### GOAL OF THE EXERCISE
Copy out every item below word for word.

### DATASET ROWS
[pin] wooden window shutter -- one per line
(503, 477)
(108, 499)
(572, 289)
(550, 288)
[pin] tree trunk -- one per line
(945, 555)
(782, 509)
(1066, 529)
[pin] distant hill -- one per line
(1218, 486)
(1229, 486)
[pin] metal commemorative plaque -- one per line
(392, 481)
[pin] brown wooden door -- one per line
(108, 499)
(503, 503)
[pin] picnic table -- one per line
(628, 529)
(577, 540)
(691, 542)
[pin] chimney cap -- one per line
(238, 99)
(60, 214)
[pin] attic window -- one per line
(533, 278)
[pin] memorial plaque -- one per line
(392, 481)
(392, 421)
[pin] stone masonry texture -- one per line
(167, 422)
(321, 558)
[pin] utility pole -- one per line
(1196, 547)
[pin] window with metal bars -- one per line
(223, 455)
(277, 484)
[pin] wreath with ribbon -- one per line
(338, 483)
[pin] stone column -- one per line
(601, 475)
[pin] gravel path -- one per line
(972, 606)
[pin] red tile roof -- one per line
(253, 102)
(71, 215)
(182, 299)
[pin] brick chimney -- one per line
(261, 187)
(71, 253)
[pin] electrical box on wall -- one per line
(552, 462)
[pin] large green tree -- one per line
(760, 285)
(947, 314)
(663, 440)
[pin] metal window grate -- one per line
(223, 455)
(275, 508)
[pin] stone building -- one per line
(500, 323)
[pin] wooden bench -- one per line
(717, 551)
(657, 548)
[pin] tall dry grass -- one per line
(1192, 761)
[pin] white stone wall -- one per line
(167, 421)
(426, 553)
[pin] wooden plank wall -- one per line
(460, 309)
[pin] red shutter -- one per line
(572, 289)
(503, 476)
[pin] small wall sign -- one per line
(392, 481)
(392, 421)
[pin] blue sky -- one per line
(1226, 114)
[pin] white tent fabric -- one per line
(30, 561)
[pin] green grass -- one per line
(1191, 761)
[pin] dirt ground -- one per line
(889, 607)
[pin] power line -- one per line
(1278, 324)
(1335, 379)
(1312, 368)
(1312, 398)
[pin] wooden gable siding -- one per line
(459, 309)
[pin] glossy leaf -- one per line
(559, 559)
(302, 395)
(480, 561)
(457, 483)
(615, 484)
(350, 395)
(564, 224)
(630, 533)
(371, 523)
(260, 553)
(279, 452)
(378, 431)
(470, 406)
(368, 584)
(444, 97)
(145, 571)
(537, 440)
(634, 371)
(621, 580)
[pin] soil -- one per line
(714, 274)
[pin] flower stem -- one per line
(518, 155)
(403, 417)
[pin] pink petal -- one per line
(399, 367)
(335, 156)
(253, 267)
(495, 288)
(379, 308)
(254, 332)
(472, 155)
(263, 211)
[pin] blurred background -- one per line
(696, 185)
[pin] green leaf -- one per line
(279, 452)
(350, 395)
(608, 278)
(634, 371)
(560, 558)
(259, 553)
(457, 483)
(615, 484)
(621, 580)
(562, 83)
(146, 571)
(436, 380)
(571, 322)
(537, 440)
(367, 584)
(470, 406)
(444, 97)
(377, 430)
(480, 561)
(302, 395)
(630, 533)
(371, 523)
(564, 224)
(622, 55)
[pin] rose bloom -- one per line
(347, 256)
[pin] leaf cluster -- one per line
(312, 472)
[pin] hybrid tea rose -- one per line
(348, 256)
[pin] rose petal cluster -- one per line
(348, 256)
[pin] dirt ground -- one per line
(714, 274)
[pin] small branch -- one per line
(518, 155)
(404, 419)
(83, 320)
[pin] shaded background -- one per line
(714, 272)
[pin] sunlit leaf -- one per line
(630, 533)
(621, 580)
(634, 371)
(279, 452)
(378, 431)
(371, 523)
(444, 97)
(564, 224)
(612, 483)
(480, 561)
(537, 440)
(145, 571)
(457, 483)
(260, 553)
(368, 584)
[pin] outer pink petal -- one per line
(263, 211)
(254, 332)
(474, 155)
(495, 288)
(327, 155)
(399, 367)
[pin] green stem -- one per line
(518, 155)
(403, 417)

### REPLY TO THE TASK
[pin] wooden window shutter -- one per line
(503, 477)
(108, 499)
(572, 289)
(550, 288)
[pin] tree trunk -- one per line
(945, 555)
(782, 509)
(1066, 529)
[pin] distant hill -- one per line
(1218, 486)
(1229, 486)
[pin] metal commemorative plaque -- one per line
(392, 481)
[pin] brown wooden door -- one per line
(108, 499)
(503, 503)
[pin] picnic table -- one per line
(628, 529)
(577, 540)
(691, 542)
[pin] chimney cap -- one per line
(238, 99)
(60, 214)
[pin] attic window -- one per line
(533, 278)
[pin] memorial plaque -- one per line
(392, 481)
(392, 421)
[pin] stone masonry texture -- one per line
(167, 422)
(321, 558)
[pin] utility pole -- one per line
(1196, 547)
[pin] window with metal bars -- one per line
(223, 455)
(277, 484)
[pin] wreath with ribbon -- one per line
(338, 483)
[pin] stone column -- one per line
(601, 475)
[pin] gravel path -- one per line
(972, 606)
[pin] red tile roof -- one per line
(253, 102)
(71, 215)
(182, 299)
[pin] brick chimney -- one per line
(261, 187)
(71, 253)
[pin] electrical box on wall -- one per line
(552, 462)
[pin] large green tree -- one per line
(760, 285)
(947, 314)
(663, 440)
[pin] metal window grate -- one per line
(223, 455)
(275, 508)
[pin] stone building -- one per line
(500, 323)
[pin] wooden bench -- one per line
(717, 551)
(657, 548)
[pin] tall dry grass -- one per line
(1192, 761)
[pin] white stone wall -- one per line
(167, 421)
(426, 553)
[pin] wooden plank wall -- one per line
(460, 309)
[pin] red shutter -- one per line
(572, 289)
(503, 476)
[pin] small wall sign -- one per line
(392, 481)
(392, 421)
[pin] blue sky -- one per line
(1226, 114)
[pin] white tent fabric -- one per line
(30, 561)
[pin] green grass -- one per line
(1191, 761)
[pin] dirt ground -- one per line
(889, 607)
[pin] power line -- one per line
(1278, 324)
(1335, 379)
(1312, 368)
(1312, 398)
[pin] wooden gable siding -- one per line
(459, 309)
[pin] glossy leaf -- one per line
(559, 559)
(302, 395)
(480, 561)
(457, 483)
(615, 484)
(350, 395)
(564, 224)
(630, 533)
(371, 523)
(260, 553)
(279, 452)
(378, 431)
(470, 406)
(368, 584)
(444, 97)
(145, 571)
(537, 440)
(634, 371)
(621, 580)
[pin] soil -- one per line
(714, 274)
[pin] flower stem -- one per line
(518, 155)
(403, 417)
[pin] pink petal -- one per line
(399, 367)
(335, 156)
(253, 267)
(495, 288)
(379, 308)
(254, 332)
(472, 155)
(263, 211)
[pin] blurred background -- one per line
(696, 185)
[pin] green leaf -- one per line
(279, 452)
(350, 395)
(608, 278)
(634, 371)
(560, 558)
(259, 553)
(457, 483)
(615, 484)
(621, 580)
(562, 83)
(146, 571)
(436, 380)
(571, 322)
(537, 440)
(367, 584)
(470, 406)
(444, 97)
(377, 430)
(480, 561)
(302, 395)
(630, 533)
(371, 523)
(564, 224)
(622, 55)
[pin] rose bloom -- one per line
(347, 256)
[pin] leaf cluster -- one per line
(312, 472)
[pin] hybrid tea rose -- one per line
(348, 256)
[pin] rose petal cluster -- one per line
(348, 256)
[pin] dirt ground -- one per line
(714, 274)
[pin] small branch -- one per line
(518, 155)
(404, 419)
(83, 320)
[pin] shaded background -- one per line
(714, 272)
[pin] sunlit leaf -- one per line
(630, 533)
(621, 580)
(634, 371)
(279, 452)
(378, 431)
(371, 523)
(444, 97)
(564, 224)
(612, 483)
(480, 561)
(537, 440)
(145, 571)
(457, 483)
(260, 553)
(368, 584)
[pin] outer pink petal -- one per line
(263, 211)
(254, 332)
(474, 155)
(495, 288)
(327, 155)
(399, 367)
[pin] green stem -- one per line
(518, 155)
(403, 417)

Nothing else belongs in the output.